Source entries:
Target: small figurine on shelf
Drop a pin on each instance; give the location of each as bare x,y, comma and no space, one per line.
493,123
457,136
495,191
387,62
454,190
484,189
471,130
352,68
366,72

Job.
Rewrite the entries above as a numbered list, one line per item, and drop any blank lines.

Final result.
1. Target: small figurine on shelf
2. Drop a pin on each instance; give the location of each as bare x,y, comma and no space, one per line.
3. 493,123
4. 457,136
5. 495,191
6. 387,62
7. 454,190
8. 484,189
9. 471,130
10. 352,68
11. 366,72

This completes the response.